### What the task asks
Print all of the data below exactly as it appears, leaving out every image.

Collected data entries:
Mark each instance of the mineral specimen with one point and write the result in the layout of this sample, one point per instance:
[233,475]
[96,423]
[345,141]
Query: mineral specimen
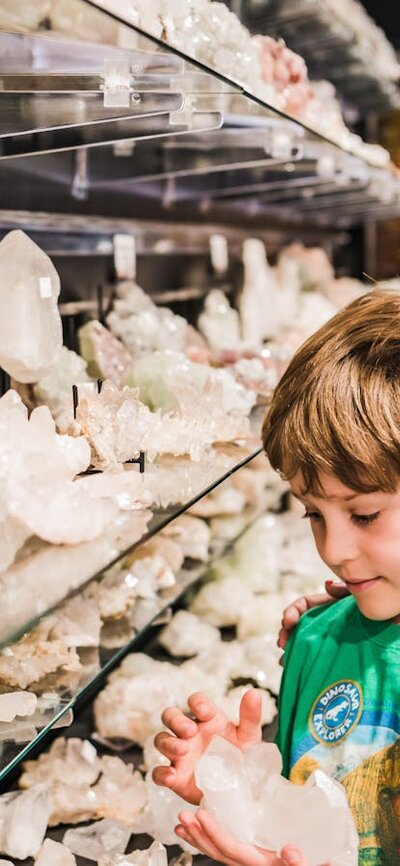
[245,790]
[141,325]
[30,326]
[54,854]
[106,356]
[187,635]
[30,811]
[96,840]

### Result of this exercise
Mark each instance of the mineral specimen with one point and write the result in the layout of this sample, one point per instance:
[233,475]
[96,423]
[345,141]
Query: mineral specimen
[245,790]
[141,325]
[30,326]
[54,854]
[106,356]
[187,635]
[30,811]
[96,840]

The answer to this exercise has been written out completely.